EXERCISE DESCRIPTION: Below are records that contain pictures; transcribe the text exactly and omit the pictures.

ENTRIES PROVIDED:
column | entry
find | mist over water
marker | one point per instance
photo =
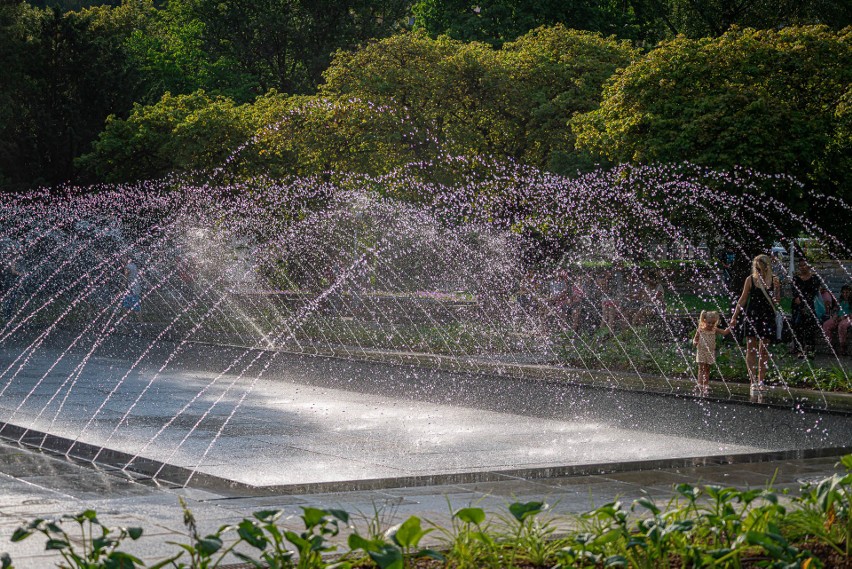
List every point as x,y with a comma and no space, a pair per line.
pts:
458,277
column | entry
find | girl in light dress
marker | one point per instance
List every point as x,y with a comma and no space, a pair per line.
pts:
705,346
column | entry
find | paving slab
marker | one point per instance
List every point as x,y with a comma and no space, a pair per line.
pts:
202,414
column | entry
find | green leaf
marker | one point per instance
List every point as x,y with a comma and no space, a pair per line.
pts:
313,516
523,511
252,534
615,561
648,504
58,544
209,545
21,534
388,557
341,515
267,516
121,560
409,533
356,542
431,553
134,533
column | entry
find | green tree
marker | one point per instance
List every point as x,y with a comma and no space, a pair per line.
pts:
703,18
498,21
774,101
469,99
244,48
67,72
178,133
19,25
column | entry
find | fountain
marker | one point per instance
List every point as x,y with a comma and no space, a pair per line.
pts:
313,334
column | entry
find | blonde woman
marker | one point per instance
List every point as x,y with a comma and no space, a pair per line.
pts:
757,306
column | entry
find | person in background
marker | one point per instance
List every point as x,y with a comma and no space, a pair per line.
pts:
705,346
652,301
840,320
726,264
780,272
132,298
806,285
10,276
757,305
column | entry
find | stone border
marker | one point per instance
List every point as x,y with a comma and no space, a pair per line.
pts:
142,469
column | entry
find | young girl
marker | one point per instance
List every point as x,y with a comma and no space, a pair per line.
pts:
705,344
840,319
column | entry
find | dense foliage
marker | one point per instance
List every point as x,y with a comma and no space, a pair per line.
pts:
775,101
124,91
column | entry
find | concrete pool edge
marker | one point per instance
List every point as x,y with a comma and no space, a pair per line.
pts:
777,396
153,472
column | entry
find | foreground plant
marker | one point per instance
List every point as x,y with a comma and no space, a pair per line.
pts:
96,545
709,526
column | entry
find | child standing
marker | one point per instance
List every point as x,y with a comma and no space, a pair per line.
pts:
705,344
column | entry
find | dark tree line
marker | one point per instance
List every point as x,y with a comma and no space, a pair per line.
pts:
68,65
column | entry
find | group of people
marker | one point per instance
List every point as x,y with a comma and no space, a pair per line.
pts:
757,318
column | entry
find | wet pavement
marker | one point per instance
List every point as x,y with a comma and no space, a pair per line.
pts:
35,484
131,428
268,422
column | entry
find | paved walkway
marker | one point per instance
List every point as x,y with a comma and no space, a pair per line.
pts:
34,484
386,441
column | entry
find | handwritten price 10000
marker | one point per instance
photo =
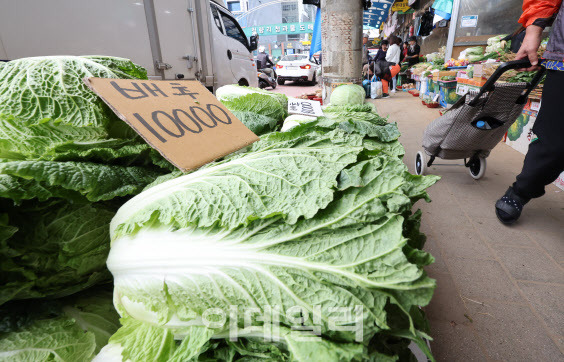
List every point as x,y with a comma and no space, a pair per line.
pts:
193,121
182,121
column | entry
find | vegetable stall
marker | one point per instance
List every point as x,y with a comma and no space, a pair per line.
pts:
110,253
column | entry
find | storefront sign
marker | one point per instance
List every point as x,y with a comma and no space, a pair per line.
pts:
469,21
401,5
180,119
279,29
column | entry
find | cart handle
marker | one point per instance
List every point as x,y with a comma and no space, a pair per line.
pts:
504,67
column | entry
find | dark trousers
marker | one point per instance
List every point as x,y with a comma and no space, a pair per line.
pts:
545,158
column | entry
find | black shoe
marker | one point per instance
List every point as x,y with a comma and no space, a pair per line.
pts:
508,209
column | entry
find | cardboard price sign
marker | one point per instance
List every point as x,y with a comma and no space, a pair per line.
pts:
180,119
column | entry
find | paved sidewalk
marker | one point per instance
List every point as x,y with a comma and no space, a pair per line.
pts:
500,293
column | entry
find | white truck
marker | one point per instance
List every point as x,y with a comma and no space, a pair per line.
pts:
172,39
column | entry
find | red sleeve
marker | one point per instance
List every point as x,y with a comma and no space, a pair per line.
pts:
538,9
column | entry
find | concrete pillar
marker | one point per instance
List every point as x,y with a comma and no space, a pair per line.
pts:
341,33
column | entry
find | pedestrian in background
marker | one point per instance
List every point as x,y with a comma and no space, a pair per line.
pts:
413,51
393,58
405,45
365,56
545,159
380,55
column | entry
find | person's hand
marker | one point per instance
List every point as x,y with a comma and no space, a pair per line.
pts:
530,46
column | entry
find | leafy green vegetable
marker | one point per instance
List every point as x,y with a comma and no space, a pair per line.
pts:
348,94
55,249
367,107
257,123
33,89
66,164
317,217
257,103
474,51
69,329
234,92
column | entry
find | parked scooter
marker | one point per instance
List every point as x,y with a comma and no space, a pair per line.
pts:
266,81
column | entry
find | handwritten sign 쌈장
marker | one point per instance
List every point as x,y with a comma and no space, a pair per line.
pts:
180,119
305,107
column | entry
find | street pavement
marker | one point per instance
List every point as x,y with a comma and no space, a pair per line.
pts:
500,290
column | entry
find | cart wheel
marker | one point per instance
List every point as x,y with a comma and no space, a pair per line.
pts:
420,163
477,167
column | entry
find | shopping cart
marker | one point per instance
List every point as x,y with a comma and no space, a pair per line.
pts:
477,122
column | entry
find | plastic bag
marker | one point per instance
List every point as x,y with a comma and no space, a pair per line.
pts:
376,89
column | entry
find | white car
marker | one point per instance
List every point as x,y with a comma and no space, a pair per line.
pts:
297,67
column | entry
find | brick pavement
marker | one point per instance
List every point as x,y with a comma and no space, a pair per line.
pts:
500,293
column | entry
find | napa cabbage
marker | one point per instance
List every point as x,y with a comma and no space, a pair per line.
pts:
317,217
348,94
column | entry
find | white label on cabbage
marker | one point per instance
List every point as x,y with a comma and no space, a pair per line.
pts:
469,21
305,107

ANSWER TO THE EXERCISE:
column | entry
find | mist over water
marker | one point per instance
photo =
List every point as x,y with a comma and no space, a pair per line.
pts:
458,277
column | entry
find | girl in light dress
marker | one point per instance
List every point as x,y with a comma and no space, a pair per line.
pts:
705,346
column | entry
find | paving slab
marker | one point per instance
List every point as x,y with a comma and no space, a pair per line.
pts:
202,414
column | entry
find | green leaf
marker | one point per instance
List every point as x,y with a comma and no space, a pair per line.
pts:
313,516
523,511
252,534
615,561
648,504
58,544
209,545
21,534
388,557
341,515
267,516
121,560
409,533
356,542
431,553
134,533
column | entry
find | green tree
marker | one point per instance
List every point as x,y with a comma and no space, a pair per line.
pts:
703,18
498,21
774,101
469,99
244,48
67,72
178,133
19,25
column | entry
find | fountain
marker | one point per instance
List every point as x,y with a comma and no space, a pair per line.
pts:
313,334
column | entry
find | blonde woman
marker | one point per instance
List every point as x,y with a comma and no space, a pair per line.
pts:
757,306
column | entry
find | person in background
marker | one point per instance
List every point as x,y with a comma and no space, a pair per line.
pts:
705,346
652,301
840,320
726,264
780,272
132,298
806,285
10,276
757,305
column | entry
find | stone border
marker | one point per instance
List every point as x,y with a comma and no space, a pair per line.
pts:
142,469
column | entry
find | young girl
marker | one point per instance
List every point as x,y with a comma and no space, a pair per line.
pts:
705,344
840,319
column | entry
find | dense foliage
marker | one point per instance
List every point as x,y with a comma and no space, a pair per line.
pts:
775,101
124,91
column | entry
find | concrete pool edge
marker | one point per instance
List every point as x,y with a comma and no space, a pair per line.
pts:
777,396
153,472
column | entry
find | foreground plant
marker | one point per instance
List every point as x,y with a comma and no space, a pair per line.
pts:
96,545
709,526
column | entry
find | child standing
marker | one point per instance
List every point as x,y with a comma and no space, a pair per line.
pts:
705,344
column | entry
find | dark tree line
marker | one point per instance
List every point as x,y with a comma and no space, a pair per line.
pts:
68,65
column | entry
find | group of people
marker | one point per instance
List every point as x,y with a comma and no space, a pair per line.
pts:
757,318
column | entry
find | wet pavement
marker | one point per instance
List every point as x,y with a comma and no space, a pair per line.
pts:
35,484
131,428
268,422
column | entry
find | paved walkway
marker | one point per instance
List every point as x,y with a comma and no space, a pair per line.
pts:
34,484
386,441
column | entry
find | handwritten price 10000
marker | one point per instance
photo =
List every point as x,y with a comma and no space, a pair per line.
pts:
193,121
182,121
column | entry
find | vegetable stall
marker | one point per instance
List every point as x,y with a comma and no space, a pair per line.
pts:
110,253
column | entry
find | storefront sign
marker | one point per instance
List every point as x,y with a comma and no space, a pair per line.
pts:
469,21
401,5
180,119
279,29
column | entry
find | cart handle
marker | one point per instance
List every point as x,y with a comma and no space, a pair per line.
pts:
504,67
column | entry
find | dark trousers
marker | one point per instance
List every point as x,y with a comma and no space, a pair per line.
pts:
545,158
column | entry
find | black shoe
marker | one point per instance
List every point as x,y with a comma and no space, a pair per line.
pts:
508,209
column | entry
find | cardboard price sign
marker | one point per instance
List every point as x,y with a comma and no space, a pair per line.
pts:
180,119
column | entry
find | paved sidewalk
marker | one point per instance
List every point as x,y with a comma and no space, a pair per line.
pts:
500,293
column | entry
find | white truck
marker | one point per instance
List every point as x,y with a comma and no space, a pair per line.
pts:
172,39
column | entry
find | red sleeve
marker | one point per instance
List every point as x,y with a comma and no space, a pair per line.
pts:
538,9
column | entry
find | concrete pillar
marker | one point per instance
List every point as x,y with a comma and no space, a pair per line.
pts:
341,33
column | entry
find | pedestrian in background
marker | one point per instance
List every point as x,y with a comma and no space, a pair per line.
pts:
413,51
393,58
405,45
365,56
545,159
380,55
column | entry
find | person's hand
marker | one point per instance
List every point as x,y with a comma and no space, a pair per line.
pts:
530,46
column | entry
find | leafy green vegetable
marker | one point per instance
List every point as x,y with a comma and no space, a pair per line.
pts:
348,94
55,249
367,107
257,123
33,89
66,164
317,217
257,103
474,51
69,329
234,92
column | entry
find | parked scooter
marker | one point per instance
List every point as x,y with a comma and no space, a pair per line.
pts:
266,81
column | entry
find | handwritten sign 쌈장
marker | one point per instance
List every point as x,y with a comma and no space, a pair per line.
pts:
180,119
305,107
column | entry
find | street pavement
marker | one point per instance
List every point as x,y with a comma and no space, a pair per line.
pts:
500,290
column | entry
find | cart wheel
marker | one point per instance
List every point as x,y with a comma and no space, a pair per line.
pts:
420,163
477,167
column | entry
find | shopping cart
marker | one point per instance
List every point as x,y with a comma and no space, a pair per line.
pts:
477,122
column | entry
find | plastic bag
marker | one point per instance
List every point as x,y with a comma and no space, a pair per line.
pts:
376,89
column | entry
find | white car
marker | one point per instance
List every point as x,y with a comma and no space, a pair per line.
pts:
297,67
column | entry
find | brick pavement
marker | one point per instance
List every point as x,y with a comma and no space, a pair per line.
pts:
500,293
column | entry
find | napa cabbage
marker | one point per instance
List every point as x,y with a comma and no space, a pair per line.
pts:
317,217
348,94
column | entry
find | white label on cabbage
marker | one point per instance
List every point as x,y with a comma and no space, a pair per line.
pts:
469,21
305,107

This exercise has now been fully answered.